## Information given
'''

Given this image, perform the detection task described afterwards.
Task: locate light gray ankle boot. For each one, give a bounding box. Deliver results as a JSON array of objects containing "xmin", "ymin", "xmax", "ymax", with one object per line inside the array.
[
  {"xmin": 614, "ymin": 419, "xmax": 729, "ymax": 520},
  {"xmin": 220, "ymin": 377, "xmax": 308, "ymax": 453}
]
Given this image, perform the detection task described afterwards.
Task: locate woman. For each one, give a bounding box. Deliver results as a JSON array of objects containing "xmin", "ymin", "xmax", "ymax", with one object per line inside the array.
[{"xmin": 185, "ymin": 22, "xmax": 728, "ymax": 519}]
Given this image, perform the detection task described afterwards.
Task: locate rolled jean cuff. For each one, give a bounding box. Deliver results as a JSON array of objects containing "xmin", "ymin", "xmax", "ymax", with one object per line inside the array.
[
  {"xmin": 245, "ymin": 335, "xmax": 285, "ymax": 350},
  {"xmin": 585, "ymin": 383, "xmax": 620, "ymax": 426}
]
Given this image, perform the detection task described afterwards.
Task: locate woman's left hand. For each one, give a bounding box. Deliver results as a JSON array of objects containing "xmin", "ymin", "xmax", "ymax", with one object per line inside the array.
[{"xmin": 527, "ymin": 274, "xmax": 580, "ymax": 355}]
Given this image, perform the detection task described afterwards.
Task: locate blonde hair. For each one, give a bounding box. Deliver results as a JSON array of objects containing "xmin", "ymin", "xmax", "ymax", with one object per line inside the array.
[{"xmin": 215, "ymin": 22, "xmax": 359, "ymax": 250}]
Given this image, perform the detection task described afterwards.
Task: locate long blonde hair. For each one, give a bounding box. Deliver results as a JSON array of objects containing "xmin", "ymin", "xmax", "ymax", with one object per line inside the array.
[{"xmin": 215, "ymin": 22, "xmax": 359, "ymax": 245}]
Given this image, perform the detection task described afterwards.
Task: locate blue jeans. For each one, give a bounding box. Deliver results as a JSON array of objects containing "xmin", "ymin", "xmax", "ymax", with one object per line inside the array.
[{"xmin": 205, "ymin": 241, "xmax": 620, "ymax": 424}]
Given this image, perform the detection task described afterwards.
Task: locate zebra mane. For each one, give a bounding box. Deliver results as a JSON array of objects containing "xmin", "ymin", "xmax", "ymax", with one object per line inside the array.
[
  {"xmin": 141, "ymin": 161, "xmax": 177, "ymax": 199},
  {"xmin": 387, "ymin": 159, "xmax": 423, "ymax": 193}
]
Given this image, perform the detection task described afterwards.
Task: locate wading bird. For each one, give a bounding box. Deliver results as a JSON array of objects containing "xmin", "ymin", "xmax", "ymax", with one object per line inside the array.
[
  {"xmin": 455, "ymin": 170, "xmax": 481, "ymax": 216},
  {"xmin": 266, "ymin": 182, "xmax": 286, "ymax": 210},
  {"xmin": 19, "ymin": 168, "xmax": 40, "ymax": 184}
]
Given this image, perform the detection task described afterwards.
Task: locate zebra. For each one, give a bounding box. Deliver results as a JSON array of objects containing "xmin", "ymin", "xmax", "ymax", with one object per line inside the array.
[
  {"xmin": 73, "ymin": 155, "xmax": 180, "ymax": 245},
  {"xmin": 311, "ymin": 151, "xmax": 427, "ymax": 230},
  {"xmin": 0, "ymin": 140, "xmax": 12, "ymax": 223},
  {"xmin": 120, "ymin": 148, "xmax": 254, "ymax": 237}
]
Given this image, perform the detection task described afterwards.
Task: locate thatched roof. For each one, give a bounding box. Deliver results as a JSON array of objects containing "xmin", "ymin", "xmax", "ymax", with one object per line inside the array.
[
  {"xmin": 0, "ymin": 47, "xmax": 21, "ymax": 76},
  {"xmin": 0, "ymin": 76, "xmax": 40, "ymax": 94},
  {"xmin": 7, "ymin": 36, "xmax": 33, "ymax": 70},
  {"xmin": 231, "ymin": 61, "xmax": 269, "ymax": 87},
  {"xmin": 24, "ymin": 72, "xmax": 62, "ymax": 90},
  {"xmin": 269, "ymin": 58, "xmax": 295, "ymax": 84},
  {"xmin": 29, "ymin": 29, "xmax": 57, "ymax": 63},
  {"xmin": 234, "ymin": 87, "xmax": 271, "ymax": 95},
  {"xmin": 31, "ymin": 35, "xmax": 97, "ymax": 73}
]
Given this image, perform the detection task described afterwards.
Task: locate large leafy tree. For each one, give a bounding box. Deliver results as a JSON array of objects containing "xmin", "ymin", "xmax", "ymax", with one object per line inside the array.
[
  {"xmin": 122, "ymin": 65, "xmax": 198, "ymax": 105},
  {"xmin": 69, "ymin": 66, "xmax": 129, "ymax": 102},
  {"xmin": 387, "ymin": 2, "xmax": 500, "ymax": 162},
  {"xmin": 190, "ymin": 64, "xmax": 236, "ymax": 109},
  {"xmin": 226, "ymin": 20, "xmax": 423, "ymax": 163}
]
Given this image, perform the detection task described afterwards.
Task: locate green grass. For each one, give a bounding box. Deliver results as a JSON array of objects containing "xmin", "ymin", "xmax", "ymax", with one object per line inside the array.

'''

## Aim
Pick out every line in the rows above that contains the string "grass", treating uppercase and lowercase letters as different.

## Exercise output
Task: locate green grass. For each one, give a bounding box. Deliver results as a JSON array of objects containing "xmin", "ymin", "xmax", "ymax", with one object per line inside the array.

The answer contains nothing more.